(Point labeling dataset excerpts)
-- BEGIN --
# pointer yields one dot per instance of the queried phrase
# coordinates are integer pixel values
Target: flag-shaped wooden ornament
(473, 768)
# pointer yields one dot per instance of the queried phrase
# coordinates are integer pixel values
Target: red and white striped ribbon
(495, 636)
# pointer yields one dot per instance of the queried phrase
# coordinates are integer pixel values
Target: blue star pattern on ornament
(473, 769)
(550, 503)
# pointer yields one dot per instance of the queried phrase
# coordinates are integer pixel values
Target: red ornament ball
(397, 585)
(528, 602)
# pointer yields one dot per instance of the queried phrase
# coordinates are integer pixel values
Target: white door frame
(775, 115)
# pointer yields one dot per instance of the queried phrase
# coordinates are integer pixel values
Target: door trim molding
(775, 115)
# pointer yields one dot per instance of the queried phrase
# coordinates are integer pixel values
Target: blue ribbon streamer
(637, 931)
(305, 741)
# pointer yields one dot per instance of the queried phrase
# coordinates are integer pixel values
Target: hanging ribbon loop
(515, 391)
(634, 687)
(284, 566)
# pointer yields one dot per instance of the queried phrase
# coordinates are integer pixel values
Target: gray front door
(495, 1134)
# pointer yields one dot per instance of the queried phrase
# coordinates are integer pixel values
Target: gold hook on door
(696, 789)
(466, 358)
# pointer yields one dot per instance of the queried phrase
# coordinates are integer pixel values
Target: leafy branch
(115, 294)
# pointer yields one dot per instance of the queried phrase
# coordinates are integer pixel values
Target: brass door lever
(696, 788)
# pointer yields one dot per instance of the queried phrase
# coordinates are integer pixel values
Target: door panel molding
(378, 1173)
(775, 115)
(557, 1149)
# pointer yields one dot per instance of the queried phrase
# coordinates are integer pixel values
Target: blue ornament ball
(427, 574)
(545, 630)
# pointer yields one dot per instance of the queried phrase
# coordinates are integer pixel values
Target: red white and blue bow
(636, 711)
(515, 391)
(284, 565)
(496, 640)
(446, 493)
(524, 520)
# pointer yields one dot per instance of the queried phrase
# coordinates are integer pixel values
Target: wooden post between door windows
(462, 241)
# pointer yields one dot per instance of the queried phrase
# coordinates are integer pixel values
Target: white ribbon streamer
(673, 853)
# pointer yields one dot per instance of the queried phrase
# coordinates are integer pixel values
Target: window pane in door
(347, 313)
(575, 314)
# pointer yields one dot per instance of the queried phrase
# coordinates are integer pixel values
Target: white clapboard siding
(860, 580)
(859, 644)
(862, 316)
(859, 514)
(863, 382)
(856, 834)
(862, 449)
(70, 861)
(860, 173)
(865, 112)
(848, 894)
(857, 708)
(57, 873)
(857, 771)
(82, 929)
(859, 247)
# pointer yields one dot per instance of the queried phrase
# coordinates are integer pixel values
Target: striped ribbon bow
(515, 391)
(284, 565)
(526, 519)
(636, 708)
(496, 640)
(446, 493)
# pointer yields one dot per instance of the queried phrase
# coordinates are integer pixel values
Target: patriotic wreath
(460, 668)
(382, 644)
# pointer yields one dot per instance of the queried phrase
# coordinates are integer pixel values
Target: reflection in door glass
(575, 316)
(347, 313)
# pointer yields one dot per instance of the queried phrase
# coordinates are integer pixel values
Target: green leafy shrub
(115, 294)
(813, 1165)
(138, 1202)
-- END --
> **Exercise aim**:
Retype the records above exactly.

> **Worked solution**:
# pointer yields one dot per instance of the queried phrase
# coordinates are integer pixel values
Target: flag-shaped wooden ornament
(473, 768)
# pointer yields one dot per instance of the queried phrase
# coordinates are integer pixel values
Target: red and white striped ribbon
(495, 636)
# pointer yields one dot per instance of the queried phrase
# coordinates are integer pixel values
Target: blue star pattern on ornament
(473, 769)
(550, 503)
# pointer yields one dot per instance of the queried phrase
# coordinates are integer pixel values
Target: red ornament ball
(397, 585)
(528, 602)
# pointer yields one dot per instance of the queried phrase
# coordinates are integer pixel values
Target: white door frame
(775, 115)
# pointer yields one dot per instance of the queried phrase
# coordinates are integer pixel values
Target: door trim molding
(775, 115)
# pointer yields one dot per instance of the queried phrase
# coordinates are integer pixel values
Target: blue ribbon streamer
(637, 931)
(305, 741)
# pointer yields one dot per instance of the queried phrase
# coordinates are integer pixel values
Target: hanging ribbon loop
(515, 391)
(634, 687)
(284, 566)
# pointer yields one dot per instance of the queried phrase
# coordinates are integer pixel values
Target: gray front door
(495, 1134)
# pointer yields one dot per instance of the queried phrase
# coordinates are integer pixel values
Target: gold hook on door
(696, 789)
(466, 358)
# pointer yields one dot per instance of the queried phrase
# coordinates are integer pixel values
Target: leafy branch
(115, 294)
# pointer yields one dot per instance of the queried phrase
# coordinates are integer pixel values
Target: brass door lever
(696, 788)
# pointer yields one dot per instance of the queried phrase
# coordinates are integer pixel values
Target: door panel molding
(378, 1173)
(775, 115)
(557, 1149)
# pointer yields one dot per instance of the queried phrase
# coordinates are integer pixel values
Target: blue ornament ball
(427, 574)
(545, 630)
# pointer yields one dot per instance of the queried phrase
# coordinates are integer pixel values
Target: red white and blue bow
(636, 711)
(515, 391)
(284, 565)
(496, 640)
(446, 493)
(524, 520)
# pointer yields one dot per instance of the queried phrase
# coordinates are integer pixel values
Target: wooden post between door windows
(462, 241)
# pointer yields one dot per instance of the queried phrase
# coordinates are integer pixel values
Target: white ribbon streamer
(673, 853)
# pointer yields one dot per instance of the queried phrase
# coordinates are integer pixel values
Target: window pane in door
(347, 313)
(575, 314)
# pointer yields one dot per instance of the queried phrase
# coordinates are integer pixel values
Target: white clapboard siding
(860, 580)
(859, 644)
(862, 316)
(859, 514)
(863, 382)
(856, 834)
(862, 449)
(70, 861)
(860, 173)
(865, 112)
(848, 894)
(857, 708)
(57, 873)
(857, 771)
(82, 929)
(859, 247)
# pointer yields one dot per instance of the queried phrase
# coordinates are integer pixel values
Target: striped ribbon bow
(515, 391)
(284, 565)
(526, 519)
(636, 708)
(496, 640)
(446, 493)
# pointer yields one dot per instance of the queried phrase
# coordinates are integer pixel values
Target: patriotic wreath
(460, 668)
(382, 644)
# pointer yields one dot per instance of the queried phrase
# coordinates are integer pixel values
Target: reflection in door glass
(575, 316)
(347, 313)
# pointer yields one dot per instance of the queried phrase
# coordinates are integer pixel values
Target: green leafy shrub
(115, 294)
(813, 1165)
(138, 1202)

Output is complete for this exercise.